:: DATA EXCERPTS

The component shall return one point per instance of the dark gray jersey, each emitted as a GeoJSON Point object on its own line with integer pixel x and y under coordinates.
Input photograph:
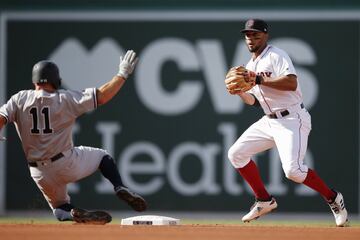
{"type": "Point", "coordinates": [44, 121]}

::::
:: DATA EXCERPTS

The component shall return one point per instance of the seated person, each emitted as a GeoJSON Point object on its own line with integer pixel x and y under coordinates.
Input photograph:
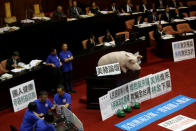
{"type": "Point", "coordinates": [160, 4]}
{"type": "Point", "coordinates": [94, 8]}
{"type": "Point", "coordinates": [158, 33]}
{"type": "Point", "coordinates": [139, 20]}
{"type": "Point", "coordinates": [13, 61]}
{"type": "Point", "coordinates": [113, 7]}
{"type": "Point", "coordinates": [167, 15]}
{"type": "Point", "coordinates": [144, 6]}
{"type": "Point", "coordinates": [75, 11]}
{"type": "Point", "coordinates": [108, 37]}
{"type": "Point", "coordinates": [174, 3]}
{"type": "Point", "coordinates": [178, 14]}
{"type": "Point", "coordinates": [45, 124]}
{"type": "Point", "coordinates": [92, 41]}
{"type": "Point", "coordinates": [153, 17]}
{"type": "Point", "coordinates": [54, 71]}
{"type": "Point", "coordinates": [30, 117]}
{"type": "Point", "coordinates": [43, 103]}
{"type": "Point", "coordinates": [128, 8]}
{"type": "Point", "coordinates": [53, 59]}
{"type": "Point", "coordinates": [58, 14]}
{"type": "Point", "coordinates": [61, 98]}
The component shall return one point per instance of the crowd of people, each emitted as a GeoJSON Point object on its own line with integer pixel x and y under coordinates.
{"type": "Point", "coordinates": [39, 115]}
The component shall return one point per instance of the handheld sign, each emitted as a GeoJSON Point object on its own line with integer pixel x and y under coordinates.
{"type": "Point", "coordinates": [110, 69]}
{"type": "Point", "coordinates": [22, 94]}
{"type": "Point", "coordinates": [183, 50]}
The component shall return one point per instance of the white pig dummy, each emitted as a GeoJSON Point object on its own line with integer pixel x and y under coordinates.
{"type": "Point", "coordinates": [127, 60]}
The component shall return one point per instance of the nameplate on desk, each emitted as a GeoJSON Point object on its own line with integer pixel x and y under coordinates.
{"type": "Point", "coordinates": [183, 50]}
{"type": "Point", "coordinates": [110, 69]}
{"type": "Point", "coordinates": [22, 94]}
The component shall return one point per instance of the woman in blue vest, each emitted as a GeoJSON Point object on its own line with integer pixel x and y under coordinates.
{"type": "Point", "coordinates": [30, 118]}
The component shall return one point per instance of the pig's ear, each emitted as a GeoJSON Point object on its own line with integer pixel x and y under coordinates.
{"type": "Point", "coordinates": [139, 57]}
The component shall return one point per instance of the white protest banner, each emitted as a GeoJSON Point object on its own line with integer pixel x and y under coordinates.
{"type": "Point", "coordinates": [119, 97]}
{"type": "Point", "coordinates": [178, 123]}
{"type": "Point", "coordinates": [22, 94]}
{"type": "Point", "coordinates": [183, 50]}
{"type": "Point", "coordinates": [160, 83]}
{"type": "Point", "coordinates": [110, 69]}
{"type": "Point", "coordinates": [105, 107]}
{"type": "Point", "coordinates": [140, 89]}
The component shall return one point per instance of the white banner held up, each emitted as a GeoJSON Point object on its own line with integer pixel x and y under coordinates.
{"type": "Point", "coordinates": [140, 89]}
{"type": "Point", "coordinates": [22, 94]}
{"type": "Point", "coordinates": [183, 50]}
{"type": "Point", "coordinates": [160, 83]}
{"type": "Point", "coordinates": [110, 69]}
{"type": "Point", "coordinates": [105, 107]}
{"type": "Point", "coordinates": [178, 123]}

::::

● WHAT TO DO
Extract each line in the records above that holds the word "banner". Copy those lines in full.

● TASK OUTPUT
The component shall return one point per instance of the white protest banner, each emitted as a GeoJSON Point object on its own line with integer pixel x and y under coordinates.
The component shall return one point per instance of the white banner held up, each emitted as a GeoJSON Point object on its own line with integer pixel x and y under coordinates.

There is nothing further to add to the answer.